* Input for this task

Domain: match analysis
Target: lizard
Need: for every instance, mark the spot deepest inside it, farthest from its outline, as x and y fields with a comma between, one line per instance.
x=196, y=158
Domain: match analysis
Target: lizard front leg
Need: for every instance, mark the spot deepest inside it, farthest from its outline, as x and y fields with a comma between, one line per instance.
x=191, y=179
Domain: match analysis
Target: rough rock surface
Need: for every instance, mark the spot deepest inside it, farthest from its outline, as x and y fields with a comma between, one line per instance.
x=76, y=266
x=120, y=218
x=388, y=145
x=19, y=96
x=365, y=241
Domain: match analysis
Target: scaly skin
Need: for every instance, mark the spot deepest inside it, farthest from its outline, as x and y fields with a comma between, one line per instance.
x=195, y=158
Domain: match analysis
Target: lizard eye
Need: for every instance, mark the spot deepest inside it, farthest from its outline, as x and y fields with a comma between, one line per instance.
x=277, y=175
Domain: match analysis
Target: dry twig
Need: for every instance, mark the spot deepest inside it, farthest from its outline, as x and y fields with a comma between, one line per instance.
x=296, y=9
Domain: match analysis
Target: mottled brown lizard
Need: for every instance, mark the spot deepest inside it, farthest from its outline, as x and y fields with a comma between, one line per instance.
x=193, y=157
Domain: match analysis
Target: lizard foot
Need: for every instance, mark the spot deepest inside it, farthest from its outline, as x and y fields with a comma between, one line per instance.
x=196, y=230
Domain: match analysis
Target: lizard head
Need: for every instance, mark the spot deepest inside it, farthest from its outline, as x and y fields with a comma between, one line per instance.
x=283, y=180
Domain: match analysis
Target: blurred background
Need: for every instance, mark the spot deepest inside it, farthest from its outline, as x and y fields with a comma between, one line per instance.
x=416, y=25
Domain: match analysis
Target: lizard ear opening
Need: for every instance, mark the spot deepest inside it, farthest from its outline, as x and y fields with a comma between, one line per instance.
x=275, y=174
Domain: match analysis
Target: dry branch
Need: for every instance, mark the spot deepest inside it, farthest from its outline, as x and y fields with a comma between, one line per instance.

* Your objective
A full, exact copy of the entries is required. Return it.

* Response to the task
Domain: match analysis
Target: lizard
Need: for every instance, mark the spot deepest inside it, farthest from its outline, as x and y fields with a comma between, one line per instance.
x=196, y=158
Domain: match analysis
Target: lizard front leg
Need: for every instance, mark the spot deepest inside it, farthest from its outline, as x and y fields with a comma between, one line per instance.
x=191, y=179
Domain: match analysis
Target: rough rock surface
Need: for every instance, mark the spot deepest inside it, farthest from its outline, as x and y fields with a comma between, one line per instance.
x=76, y=266
x=120, y=218
x=388, y=145
x=19, y=96
x=365, y=241
Domain: match analysis
Target: scaly skin
Need: for every instance, mark the spot deepest inside it, farthest from its outline, as x and y fields with a comma between, one line per instance.
x=195, y=158
Domain: match analysis
Target: lizard eye
Need: for every instance, mark the spot deepest inside it, farthest from its outline, as x and y fields with a comma between, one line per instance.
x=277, y=175
Domain: match analysis
Target: dry twig
Need: for every instance, mark the spot deepest inside it, farthest from its outline, as x and y fields with a comma between, one line per instance.
x=296, y=9
Domain: match analysis
Target: mottled brown lizard
Need: for every instance, mark the spot deepest inside it, farthest from its outline, as x and y fields with a comma between, one line per instance.
x=193, y=157
Domain: match analysis
Target: lizard foot
Need: for every instance, mark the spot deepest inside it, farthest from its outline, as x and y fields with a comma between, one line per instance.
x=196, y=230
Domain: match analysis
Target: lizard head
Need: for every instance, mark the spot deepest inside it, farthest from its outline, as x and y fields with a comma between, one line per instance.
x=283, y=180
Domain: match analysis
Target: blurred background
Need: for every instance, mark the spot deepest inside it, farthest from its outline, as x and y fields with a comma between, one line per instance.
x=416, y=25
Domain: match analysis
Target: lizard ear opening
Need: for every instance, mark the spot deepest inside it, farthest from its outline, as x and y fields with a comma between, one line per instance.
x=275, y=174
Domain: match analysis
Target: dry branch
Need: for every instance, mark the spot deepest inside it, farthest from its outline, as x and y fields with a comma between, one line per instance.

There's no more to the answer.